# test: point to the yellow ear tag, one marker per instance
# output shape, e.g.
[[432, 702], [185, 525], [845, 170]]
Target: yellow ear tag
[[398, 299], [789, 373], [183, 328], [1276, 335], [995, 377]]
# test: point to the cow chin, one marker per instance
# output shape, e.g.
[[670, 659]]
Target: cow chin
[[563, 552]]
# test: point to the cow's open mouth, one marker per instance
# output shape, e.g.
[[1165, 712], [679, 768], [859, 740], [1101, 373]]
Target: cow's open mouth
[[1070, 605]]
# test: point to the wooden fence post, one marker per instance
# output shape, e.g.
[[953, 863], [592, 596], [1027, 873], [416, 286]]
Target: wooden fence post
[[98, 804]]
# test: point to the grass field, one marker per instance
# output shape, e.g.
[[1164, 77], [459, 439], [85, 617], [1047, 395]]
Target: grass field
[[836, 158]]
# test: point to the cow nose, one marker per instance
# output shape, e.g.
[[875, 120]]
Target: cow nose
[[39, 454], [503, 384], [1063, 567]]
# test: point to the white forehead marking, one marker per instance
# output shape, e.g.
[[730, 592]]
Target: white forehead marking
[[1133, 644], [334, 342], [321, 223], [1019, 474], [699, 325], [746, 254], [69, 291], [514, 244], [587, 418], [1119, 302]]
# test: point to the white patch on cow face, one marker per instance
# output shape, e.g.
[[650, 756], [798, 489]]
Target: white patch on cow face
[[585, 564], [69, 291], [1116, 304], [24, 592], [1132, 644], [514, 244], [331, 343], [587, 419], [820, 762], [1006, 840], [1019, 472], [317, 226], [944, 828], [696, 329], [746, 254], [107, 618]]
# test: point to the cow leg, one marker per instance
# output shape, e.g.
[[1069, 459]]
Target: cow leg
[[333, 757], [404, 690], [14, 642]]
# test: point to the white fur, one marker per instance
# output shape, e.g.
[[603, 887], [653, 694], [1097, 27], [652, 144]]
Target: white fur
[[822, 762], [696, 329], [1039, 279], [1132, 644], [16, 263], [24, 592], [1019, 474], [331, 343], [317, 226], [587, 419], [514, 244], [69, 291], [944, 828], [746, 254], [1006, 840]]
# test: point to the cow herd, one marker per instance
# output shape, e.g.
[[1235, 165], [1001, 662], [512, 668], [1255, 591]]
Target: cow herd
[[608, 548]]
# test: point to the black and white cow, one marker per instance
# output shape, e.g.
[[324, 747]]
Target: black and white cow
__________
> Travail demandé:
Mettez à l'échelle tout ce qui va de la ligne contenant "# test: point to the cow's" jusqu'à celle contenant "254], [1006, 840]]", bornes comprises, en recopiant ces lignes en entier. Multipliez par 1,9 chaque coordonnée des points de réponse et arrondissez à l'entier le plus proche, les demi-valeurs vers le haut, sans modifier les autres nombres.

> Solution ci-dessous:
# test: point to the cow's open mouth, one marker per instance
# output shape, e.g.
[[1165, 712], [679, 768], [859, 740], [1101, 373]]
Target: cow's open mouth
[[2033, 1150]]
# test: point to the wooden fence post, one marker per instance
# output shape, e.g.
[[953, 863], [592, 596], [1027, 873], [416, 286]]
Target: wooden fence post
[[186, 1528]]
# test: point to the grass field, one marker per instance
# output shape, e.g.
[[1164, 77], [459, 439], [85, 617], [1047, 395]]
Target: grass field
[[1588, 300]]
# test: point to the cow nose, one marker per instance
# output shape, e.g.
[[875, 120]]
Target: cow nose
[[74, 863], [956, 730], [2020, 1077]]
# test: point to the white forehead marking, one marker per instance
# output shape, e.g.
[[730, 592]]
Target: white forehead marking
[[2153, 1224], [635, 650], [610, 424], [1936, 901], [1328, 618], [1417, 483], [131, 553], [977, 464], [1115, 794], [2126, 574]]
# test: point to the white patch on cow face, one marker per instance
# output shape, e.g.
[[650, 756], [798, 489]]
Target: white patch on cow face
[[1112, 1072], [131, 553], [2120, 578], [46, 1125], [2151, 1224], [977, 464], [629, 652], [1115, 796], [1558, 1448], [1911, 1596], [1936, 897], [602, 429], [1794, 1573], [1322, 625], [1417, 483], [203, 1174]]
# test: point to the cow leg, one marker per instance
# output shape, e.g.
[[1069, 459]]
Target: cow leg
[[633, 1438], [768, 1311], [27, 1220]]
# test: point to the white fur, one marker per instance
# output shape, e.g.
[[603, 887], [653, 694], [1097, 27], [652, 144]]
Target: white fur
[[1562, 1448], [1322, 625], [1974, 530], [2151, 1224], [30, 500], [46, 1125], [1936, 901], [629, 652], [602, 429], [1115, 796], [977, 464], [131, 553], [1794, 1573], [1417, 483], [1911, 1596]]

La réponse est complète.